Exactly as they appear, output all of the entries.

(Referring expression data)
····················

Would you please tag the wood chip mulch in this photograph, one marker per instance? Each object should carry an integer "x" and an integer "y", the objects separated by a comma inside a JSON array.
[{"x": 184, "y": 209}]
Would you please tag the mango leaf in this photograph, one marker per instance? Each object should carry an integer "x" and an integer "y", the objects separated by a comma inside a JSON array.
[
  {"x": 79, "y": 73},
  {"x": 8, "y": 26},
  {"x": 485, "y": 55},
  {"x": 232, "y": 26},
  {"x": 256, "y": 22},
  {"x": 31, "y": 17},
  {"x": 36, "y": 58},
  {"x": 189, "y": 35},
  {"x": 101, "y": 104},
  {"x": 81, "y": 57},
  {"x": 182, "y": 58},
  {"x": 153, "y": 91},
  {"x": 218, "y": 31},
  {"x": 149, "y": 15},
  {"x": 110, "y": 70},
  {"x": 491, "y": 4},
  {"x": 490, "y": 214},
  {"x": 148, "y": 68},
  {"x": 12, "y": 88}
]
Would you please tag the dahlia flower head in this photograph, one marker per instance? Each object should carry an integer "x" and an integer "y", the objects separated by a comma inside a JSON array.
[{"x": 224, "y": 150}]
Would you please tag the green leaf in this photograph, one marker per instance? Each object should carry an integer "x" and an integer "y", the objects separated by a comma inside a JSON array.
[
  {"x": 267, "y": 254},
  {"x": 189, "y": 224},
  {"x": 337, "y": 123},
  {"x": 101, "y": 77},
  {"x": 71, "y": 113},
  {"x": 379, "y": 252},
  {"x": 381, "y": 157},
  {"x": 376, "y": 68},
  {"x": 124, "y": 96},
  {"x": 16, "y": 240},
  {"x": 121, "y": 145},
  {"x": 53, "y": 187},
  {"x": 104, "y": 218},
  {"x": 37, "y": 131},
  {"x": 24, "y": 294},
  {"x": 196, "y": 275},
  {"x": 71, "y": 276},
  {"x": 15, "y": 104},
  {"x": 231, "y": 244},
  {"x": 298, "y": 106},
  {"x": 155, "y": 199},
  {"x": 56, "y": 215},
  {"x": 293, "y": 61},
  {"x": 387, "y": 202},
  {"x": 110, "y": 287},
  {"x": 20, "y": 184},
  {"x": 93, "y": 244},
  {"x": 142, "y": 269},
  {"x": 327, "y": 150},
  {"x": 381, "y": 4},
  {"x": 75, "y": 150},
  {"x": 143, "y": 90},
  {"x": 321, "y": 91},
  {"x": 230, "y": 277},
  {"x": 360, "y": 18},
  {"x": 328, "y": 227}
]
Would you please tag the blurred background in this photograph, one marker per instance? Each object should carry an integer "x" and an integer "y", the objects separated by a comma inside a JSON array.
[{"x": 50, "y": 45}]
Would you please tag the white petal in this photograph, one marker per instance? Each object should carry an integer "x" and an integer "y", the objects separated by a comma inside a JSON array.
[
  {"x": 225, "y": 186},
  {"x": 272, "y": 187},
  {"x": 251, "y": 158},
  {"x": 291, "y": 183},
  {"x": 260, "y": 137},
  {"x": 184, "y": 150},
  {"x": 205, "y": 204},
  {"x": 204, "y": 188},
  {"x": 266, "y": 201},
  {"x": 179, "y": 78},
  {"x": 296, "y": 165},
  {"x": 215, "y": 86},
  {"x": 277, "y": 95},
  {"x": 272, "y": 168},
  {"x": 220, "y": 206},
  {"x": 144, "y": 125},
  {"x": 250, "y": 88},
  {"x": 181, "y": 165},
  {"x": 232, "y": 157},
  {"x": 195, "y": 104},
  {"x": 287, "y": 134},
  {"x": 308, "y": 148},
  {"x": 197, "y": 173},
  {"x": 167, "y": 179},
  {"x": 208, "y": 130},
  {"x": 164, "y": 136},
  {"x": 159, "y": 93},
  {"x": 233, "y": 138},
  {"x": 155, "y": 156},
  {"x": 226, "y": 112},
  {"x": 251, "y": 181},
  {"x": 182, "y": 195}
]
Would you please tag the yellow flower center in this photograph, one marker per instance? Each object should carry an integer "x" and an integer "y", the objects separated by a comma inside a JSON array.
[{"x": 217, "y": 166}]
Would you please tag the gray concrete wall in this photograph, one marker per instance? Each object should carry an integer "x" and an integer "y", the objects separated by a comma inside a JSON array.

····················

- [Task solution]
Would you please tag the wood chip mulch in this photograph, one marker per instance? Each object should carry an integer "x" and an integer "y", the objects separated by a comma inside a JSON array.
[{"x": 184, "y": 209}]
Would you please tag the mango leaf in this photograph, one marker per instance? Each object should carry an integer "x" and an integer "y", the objects separated by a comma inside a JSON array.
[
  {"x": 79, "y": 73},
  {"x": 8, "y": 26},
  {"x": 485, "y": 55},
  {"x": 232, "y": 26},
  {"x": 256, "y": 22},
  {"x": 31, "y": 17},
  {"x": 36, "y": 58},
  {"x": 189, "y": 35},
  {"x": 101, "y": 104},
  {"x": 81, "y": 57},
  {"x": 182, "y": 58},
  {"x": 153, "y": 91},
  {"x": 218, "y": 31},
  {"x": 149, "y": 15},
  {"x": 110, "y": 70},
  {"x": 491, "y": 4},
  {"x": 490, "y": 214},
  {"x": 148, "y": 68},
  {"x": 12, "y": 88}
]
Would you please tag the dahlia flower head in this photograph, one marker per instance? Each object should carry an integer "x" and an integer "y", the objects separated by a comma inside a JSON array.
[{"x": 224, "y": 150}]
Would you please tag the green leaf in this photograph, one marker per instance? Each object should carry an integer "x" and an integer "y", the objects separated by a comma inside a JSON array.
[
  {"x": 267, "y": 254},
  {"x": 189, "y": 224},
  {"x": 337, "y": 123},
  {"x": 101, "y": 77},
  {"x": 71, "y": 113},
  {"x": 379, "y": 252},
  {"x": 381, "y": 157},
  {"x": 376, "y": 68},
  {"x": 124, "y": 96},
  {"x": 16, "y": 240},
  {"x": 121, "y": 145},
  {"x": 53, "y": 187},
  {"x": 104, "y": 218},
  {"x": 37, "y": 131},
  {"x": 24, "y": 294},
  {"x": 196, "y": 275},
  {"x": 71, "y": 276},
  {"x": 15, "y": 104},
  {"x": 231, "y": 244},
  {"x": 298, "y": 106},
  {"x": 155, "y": 199},
  {"x": 56, "y": 215},
  {"x": 293, "y": 61},
  {"x": 387, "y": 202},
  {"x": 110, "y": 287},
  {"x": 20, "y": 184},
  {"x": 93, "y": 244},
  {"x": 142, "y": 269},
  {"x": 327, "y": 150},
  {"x": 381, "y": 4},
  {"x": 75, "y": 150},
  {"x": 143, "y": 90},
  {"x": 321, "y": 91},
  {"x": 230, "y": 277},
  {"x": 360, "y": 18},
  {"x": 328, "y": 227}
]
Would you please tag the blurred background in this photograph, one marker per instance? Each object should carry an integer "x" and an integer "y", the objects separated by a comma inside a JSON array.
[{"x": 50, "y": 45}]
Would you please tag the white petal in this photograph, one marker per instance? Each object should carry an integer "x" and an integer "y", the objects separated by a comma inside a JSON array.
[
  {"x": 225, "y": 186},
  {"x": 272, "y": 187},
  {"x": 251, "y": 158},
  {"x": 291, "y": 183},
  {"x": 260, "y": 137},
  {"x": 184, "y": 150},
  {"x": 205, "y": 204},
  {"x": 204, "y": 188},
  {"x": 266, "y": 201},
  {"x": 179, "y": 78},
  {"x": 296, "y": 165},
  {"x": 215, "y": 86},
  {"x": 277, "y": 95},
  {"x": 272, "y": 168},
  {"x": 220, "y": 206},
  {"x": 144, "y": 125},
  {"x": 250, "y": 88},
  {"x": 181, "y": 165},
  {"x": 232, "y": 157},
  {"x": 195, "y": 104},
  {"x": 287, "y": 134},
  {"x": 308, "y": 148},
  {"x": 197, "y": 173},
  {"x": 167, "y": 179},
  {"x": 208, "y": 130},
  {"x": 164, "y": 136},
  {"x": 159, "y": 93},
  {"x": 233, "y": 138},
  {"x": 155, "y": 156},
  {"x": 226, "y": 112},
  {"x": 251, "y": 181},
  {"x": 182, "y": 195}
]
Would you please tag the yellow flower center in this photograph, one marker per instance? Each object should carry an integer "x" and an integer "y", the objects separated by a comma inside a JSON array.
[{"x": 217, "y": 166}]
Would you please tag the gray concrete wall in this photograph, one marker per instance? Each object should carry an integer "x" and an integer "y", the objects separated by a comma inside a JSON array.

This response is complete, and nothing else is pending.